#### WORK INSTRUCTIONS
1/ In the passage on creating a test data set, how many individuals are in the original population?
2/ From the passage on creating a test data set, rewrite the paragraph beginning "These properties are assigned independently" as a short bulleted list, keeping its main facts.
>> Begin PROVIDED PASSAGE
# Creating a test data set with similar properties as an original population

In [1]:
import numpy as np
import pandas as pd
import pprint
import random
random.seed(42)

## Create the original population
Each individual has four properties:
- age (numeric)
- civil_status (categorical)
- personal_status (categorical)
- pays_taxes (boolean)

These properties are assigned independently and in a random fashion. The status fields have the following values with their fractions in the whole population (unconditional probabilities) -- just some arbitrary values to initialize the data). Note that the assigned "probabilities" do not actually have to sum up to 1, they will be normalized by the `get_random_status` function; in this way they can also just be counts in the population. This will come in handy later on.

In [2]:
civil_status_values = {0: 0.3, 1: 0.2, 2: 0.5}
personal_status_values = {0: 1, 1: 3, 2: 2, 3: 4}

We need a function that allows us to randomly assign status values according to given probabilities; in the initial population these probabilities are given by the fractions that we specified above.

In [3]:
def get_random_status(status_values):
    status = list(status_values.keys())
    prob = np.array([0.0] + list(status_values.values()))
    prob /= sum(prob) # normalize, so that the last entry of the cumsum will be 1, the range of random
    prob_sum = np.cumsum(prob)
    return status[np.searchsorted(prob_sum, random.random()) - 1]
# test the function; note that due to random input the result will not always be exactly 40:80
tst = {0: 0, 1: 0} # initialize to zero, then add in loop for count of each value
for i in range(120):
    tst[get_random_status({0: 33, 1: 67})] += 1
print(tst)

{0: 45, 1: 75}


In [4]:
population_size = 12375
population = []
for i in range(population_size):
    population.append({
        'age': max(1, int(random.gauss(mu=32.5, sigma=7.2))),
        'civil_status': get_random_status(civil_status_values),
        'personal_status': get_random_status(personal_status_values),
        'pays_taxes': int(random.random() < 0.57)
        })
df_population = pd.DataFrame(population)
df_population.describe()

Unnamed: 0,age,civil_status,pays_taxes,personal_status
count,12375.0,12375.0,12375.0,12375.0
mean,31.971879,1.205657,0.577616,1.899313
std,7.250534,0.870451,0.493959,1.043368
min,4.0,0.0,0.0,0.0
25%,27.0,0.0,0.0,1.0
50%,32.0,2.0,1.0,2.0
75%,37.0,2.0,1.0,3.0
max,58.0,2.0,1.0,3.0


## Analyze the original population
From now on, the above `population` is the "truth" and the task is to create a synthetic population (of a different size) that statistically resembles the original one.

We do this by defining a tree with one of the "features" of each person at every level. Then we find the conditional probabilities for each branch. The ordering of the features is arbitrary. For example:

                                     person
                                        |
                    --------------  pays_taxes  -----------------
                    |                                           |
                 1=True ()                                   0=False ()
                    |                                           |
        ------ civil_status ------                  ------ civil_status ------
        |           |            |                  |           |            |
       0 ()        1 ()         2 ()               0 ()        1 ()         2 ()
>> End PROVIDED PASSAGE
>> Begin DATASET CONTENT
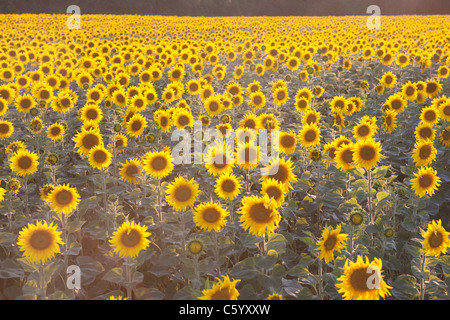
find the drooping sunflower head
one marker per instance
(362, 280)
(222, 290)
(129, 239)
(182, 193)
(436, 240)
(210, 216)
(39, 242)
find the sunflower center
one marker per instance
(287, 141)
(435, 239)
(330, 242)
(359, 278)
(159, 163)
(183, 193)
(425, 181)
(25, 162)
(228, 186)
(259, 213)
(425, 152)
(90, 140)
(41, 240)
(221, 294)
(131, 238)
(367, 153)
(64, 197)
(310, 135)
(211, 215)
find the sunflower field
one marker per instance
(95, 204)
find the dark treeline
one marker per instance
(229, 7)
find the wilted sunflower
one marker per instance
(210, 216)
(158, 164)
(55, 131)
(362, 280)
(99, 157)
(435, 239)
(182, 193)
(281, 170)
(228, 186)
(222, 290)
(129, 239)
(366, 153)
(332, 240)
(136, 125)
(259, 215)
(24, 162)
(425, 181)
(39, 242)
(130, 170)
(424, 153)
(64, 199)
(86, 140)
(309, 135)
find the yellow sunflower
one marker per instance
(259, 215)
(435, 239)
(182, 193)
(210, 216)
(425, 182)
(222, 290)
(39, 242)
(64, 199)
(332, 240)
(129, 239)
(362, 280)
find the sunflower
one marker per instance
>> End DATASET CONTENT
#### SET OF ANSWERS
1/ 12,375

2/
- The properties are assigned independently and at random.
- The status fields take values with arbitrary fractions of the whole population (unconditional probabilities).
- These "probabilities" need not sum to 1, because the `get_random_status` function normalizes them.
- They can therefore also be counts in the population, which will be useful later.